**** Exercise materials ****

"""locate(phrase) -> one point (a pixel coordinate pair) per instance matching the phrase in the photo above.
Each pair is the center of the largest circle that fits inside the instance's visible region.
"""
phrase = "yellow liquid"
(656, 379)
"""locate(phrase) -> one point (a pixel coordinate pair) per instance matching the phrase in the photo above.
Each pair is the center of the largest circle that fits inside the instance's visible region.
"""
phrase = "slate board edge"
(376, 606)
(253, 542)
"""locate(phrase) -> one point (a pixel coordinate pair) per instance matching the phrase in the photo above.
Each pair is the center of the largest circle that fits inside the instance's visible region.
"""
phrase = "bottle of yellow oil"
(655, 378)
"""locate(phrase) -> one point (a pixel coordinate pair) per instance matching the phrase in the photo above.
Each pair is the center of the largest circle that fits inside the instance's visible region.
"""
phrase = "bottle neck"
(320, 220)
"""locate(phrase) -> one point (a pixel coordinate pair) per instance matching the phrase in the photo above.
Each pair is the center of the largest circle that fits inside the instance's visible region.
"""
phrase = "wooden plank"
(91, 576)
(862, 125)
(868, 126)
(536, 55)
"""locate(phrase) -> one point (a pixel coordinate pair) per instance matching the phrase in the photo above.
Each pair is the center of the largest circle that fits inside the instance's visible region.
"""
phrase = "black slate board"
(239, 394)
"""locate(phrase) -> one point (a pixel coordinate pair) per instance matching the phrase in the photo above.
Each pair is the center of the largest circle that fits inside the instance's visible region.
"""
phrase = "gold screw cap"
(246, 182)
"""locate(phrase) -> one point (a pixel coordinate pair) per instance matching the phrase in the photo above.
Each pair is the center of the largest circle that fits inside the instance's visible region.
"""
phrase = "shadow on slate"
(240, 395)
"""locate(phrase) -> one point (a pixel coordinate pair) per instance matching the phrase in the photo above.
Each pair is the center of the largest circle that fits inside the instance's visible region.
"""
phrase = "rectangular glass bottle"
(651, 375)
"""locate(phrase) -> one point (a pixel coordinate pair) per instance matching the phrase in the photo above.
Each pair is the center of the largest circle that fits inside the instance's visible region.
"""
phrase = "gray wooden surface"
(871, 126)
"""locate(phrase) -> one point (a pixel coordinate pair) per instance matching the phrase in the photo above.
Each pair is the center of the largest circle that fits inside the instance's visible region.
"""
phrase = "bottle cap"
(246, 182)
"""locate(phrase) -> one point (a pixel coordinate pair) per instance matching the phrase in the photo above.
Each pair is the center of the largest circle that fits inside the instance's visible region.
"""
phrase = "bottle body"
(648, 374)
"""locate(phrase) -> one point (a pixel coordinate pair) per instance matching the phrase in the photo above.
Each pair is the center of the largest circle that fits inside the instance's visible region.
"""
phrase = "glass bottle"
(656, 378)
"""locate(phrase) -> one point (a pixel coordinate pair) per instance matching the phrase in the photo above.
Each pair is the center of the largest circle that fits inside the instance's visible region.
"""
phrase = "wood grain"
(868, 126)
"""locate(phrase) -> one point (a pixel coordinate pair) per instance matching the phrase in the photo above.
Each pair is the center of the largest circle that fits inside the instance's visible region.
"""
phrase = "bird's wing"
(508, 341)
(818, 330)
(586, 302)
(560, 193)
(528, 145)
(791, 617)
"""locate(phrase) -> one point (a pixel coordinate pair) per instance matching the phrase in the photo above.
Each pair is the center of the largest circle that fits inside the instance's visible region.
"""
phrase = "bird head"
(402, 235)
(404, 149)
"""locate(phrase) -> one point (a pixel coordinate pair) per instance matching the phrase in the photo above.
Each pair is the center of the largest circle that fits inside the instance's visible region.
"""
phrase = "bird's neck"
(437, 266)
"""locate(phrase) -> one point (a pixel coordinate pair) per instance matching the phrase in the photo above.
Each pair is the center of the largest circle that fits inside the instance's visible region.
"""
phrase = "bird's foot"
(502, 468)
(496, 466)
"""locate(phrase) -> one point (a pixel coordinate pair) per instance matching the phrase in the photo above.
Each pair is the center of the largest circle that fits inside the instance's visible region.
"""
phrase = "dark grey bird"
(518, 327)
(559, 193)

****

What is required. Faithfully transcribe the whole of the data.

Solved exercise.
"""locate(phrase) -> one point (a pixel coordinate pair) per instance matching the phrase in the photo above.
Each pair is the center of the largest circle that fits inside the instance's visible region.
"""
phrase = "yellow liquid"
(656, 379)
"""locate(phrase) -> one point (a pixel coordinate pair) per instance matching the phrase in the photo above.
Each pair is the center of the largest circle that fits inside the instance's visible region.
"""
phrase = "slate board edge"
(376, 606)
(253, 542)
"""locate(phrase) -> one point (a pixel coordinate pair) per instance matching the phrase in the photo above.
Each pair is the center of the largest circle that fits inside the instance's visible region.
"""
phrase = "bottle of yellow oil"
(655, 378)
"""locate(phrase) -> one point (a pixel coordinate pair) per instance matching the phrase in the photo above.
Each pair is the center of the largest circle that fits inside the instance's visible region.
"""
phrase = "bottle neck"
(320, 220)
"""locate(phrase) -> one point (a pixel coordinate pair) per instance matching the phrase in the photo above.
Each pair is the center of the largest circle that fits inside the instance's visible region.
"""
phrase = "wooden plank"
(91, 576)
(862, 125)
(868, 126)
(536, 55)
"""locate(phrase) -> one point (a pixel coordinate pair) per instance matching the phrase in the photo above.
Each pair is the center of the largest circle that fits inside the instance's visible region.
"""
phrase = "black slate board"
(239, 394)
"""locate(phrase) -> one point (a pixel coordinate pair) per instance matching the phrase in the photo above.
Each pair is the center of the largest circle that fits inside the instance's visible region.
"""
phrase = "gold screw cap"
(246, 182)
"""locate(phrase) -> one point (a pixel coordinate pair) per instance matching the phrase in the photo above.
Each pair is the center of the largest circle that fits inside the instance's visible region.
"""
phrase = "shadow on slate"
(240, 395)
"""locate(phrase) -> one point (a pixel coordinate pair) per instance matching the phrase in the photo above.
Each pair is the center of the largest circle that fits inside the instance's visible region.
"""
phrase = "rectangular glass bottle"
(651, 375)
"""locate(phrase) -> one point (a pixel coordinate pair) per instance matching the phrase in the photo above.
Each pair is the center of the largest circle that fits inside the instance's visible region.
"""
phrase = "gray wooden surface"
(871, 126)
"""locate(phrase) -> one point (a pixel coordinate pair) per instance matching the phrase in the photo above.
Each pair is the center of the largest circle that fits inside the instance's visible region.
"""
phrase = "bottle cap"
(246, 182)
"""locate(phrase) -> one point (a pixel coordinate pair) per instance matching the phrase in the photo above.
Each pair is the center of the largest circle that fits inside the instance's visible region.
"""
phrase = "bottle body"
(648, 374)
"""locate(phrase) -> one point (a pixel coordinate pair) per instance matching the phrase in the photo above.
Each pair is the center of the largest circle that fits inside the instance's visible region.
"""
phrase = "glass bottle"
(656, 378)
"""locate(phrase) -> one point (a pixel coordinate pair) per instance matching the phrase in the photo above.
Each pair is the center of the largest circle that fits inside the instance's visible region.
"""
phrase = "wood grain"
(868, 126)
"""locate(phrase) -> one point (a pixel coordinate pair) per instance matching the phrase in the photo above.
Each pair is the center of the largest circle that fits inside the instance's visible region.
"""
phrase = "bird's wing"
(508, 341)
(818, 330)
(586, 302)
(560, 193)
(528, 145)
(791, 617)
"""locate(phrase) -> one point (a pixel coordinate pair) per instance matching the phrase in the photo above.
Each pair is the center of the largest circle that fits inside the instance's visible region.
"""
phrase = "bird head"
(402, 235)
(404, 149)
"""locate(phrase) -> one point (a pixel coordinate pair) per instance matching the phrase in the photo above.
Each pair is the center of the largest circle that fits inside the instance's visible region.
"""
phrase = "bird's neck"
(437, 266)
"""locate(phrase) -> one point (a pixel coordinate pair) per instance matching the phrase in the photo above.
Each pair is the center of the largest circle that fits inside the instance's visible region.
"""
phrase = "bird's foot"
(502, 468)
(496, 466)
"""locate(phrase) -> one point (a pixel coordinate pair) per instance matching the phrase in the photo above.
Each pair is the center of the largest circle that fits inside the instance's visible region.
"""
phrase = "dark grey bird"
(518, 327)
(559, 193)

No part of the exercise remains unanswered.